> _The request_:
Change each "railing" in the data below to "balustrade" and reproduce the lines with no other edits. Omit the pictures from your answer.

> _Available records_:
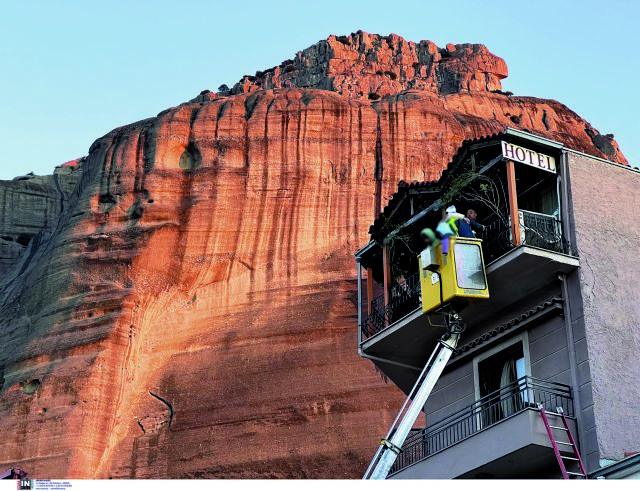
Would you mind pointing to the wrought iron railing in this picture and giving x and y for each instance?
(404, 298)
(524, 393)
(536, 230)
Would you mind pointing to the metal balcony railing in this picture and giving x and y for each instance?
(526, 392)
(404, 298)
(536, 230)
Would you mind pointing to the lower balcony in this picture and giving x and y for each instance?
(500, 436)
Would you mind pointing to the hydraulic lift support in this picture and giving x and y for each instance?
(391, 446)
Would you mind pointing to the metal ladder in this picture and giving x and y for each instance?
(571, 443)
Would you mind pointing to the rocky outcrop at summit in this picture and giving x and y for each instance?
(192, 311)
(370, 66)
(29, 207)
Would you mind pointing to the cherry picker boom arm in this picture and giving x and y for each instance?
(391, 446)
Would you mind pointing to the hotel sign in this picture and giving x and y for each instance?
(529, 157)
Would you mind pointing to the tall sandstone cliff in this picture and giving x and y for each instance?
(190, 310)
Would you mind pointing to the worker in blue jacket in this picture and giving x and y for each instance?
(468, 226)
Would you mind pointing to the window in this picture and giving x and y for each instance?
(500, 383)
(469, 271)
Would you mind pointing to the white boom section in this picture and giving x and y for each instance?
(390, 447)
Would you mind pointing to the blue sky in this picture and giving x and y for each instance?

> _Answer_:
Would you mind pointing to the wrought iron balustrade in this picture and giving x and y for each instance?
(404, 298)
(524, 393)
(536, 230)
Would you mind pointing to the metal balcony balustrade in this picture and giving x and y for each instance?
(526, 392)
(404, 298)
(536, 230)
Would you mind pointing to the lower balcony in this picture and giving x and y for each instance?
(500, 436)
Would you mind pointing to the hydraulic lift support in this picture and giving x and y for each instance?
(391, 446)
Would you mind pointing to the metal ladder in this picture and giving x and y for each instance?
(571, 443)
Would you mind pointing to the rocky outcrop at summit in this picture and giving x and y for each instance?
(192, 311)
(370, 66)
(29, 207)
Would you mind pointing to the cherry picker boom arm in this picture and giving x and y for each instance?
(391, 446)
Would you mind pointing to the hotel sign in this picture and giving x and y for each instance?
(529, 157)
Would you mind pointing to the tall sandstone cliff in this picture and giving x and y for each instance?
(190, 310)
Would you mind pointing to the worker in blue jacket in this picture and giving x and y for each instance?
(468, 226)
Would you mind pointing to the window in this picture and giving x and y for each instance?
(500, 383)
(469, 271)
Would you mind pointing to the white boom section in this picture and giving x and y for each instance?
(390, 447)
Would you mind pointing to the blue sky in this picture and giving x and y for each instance?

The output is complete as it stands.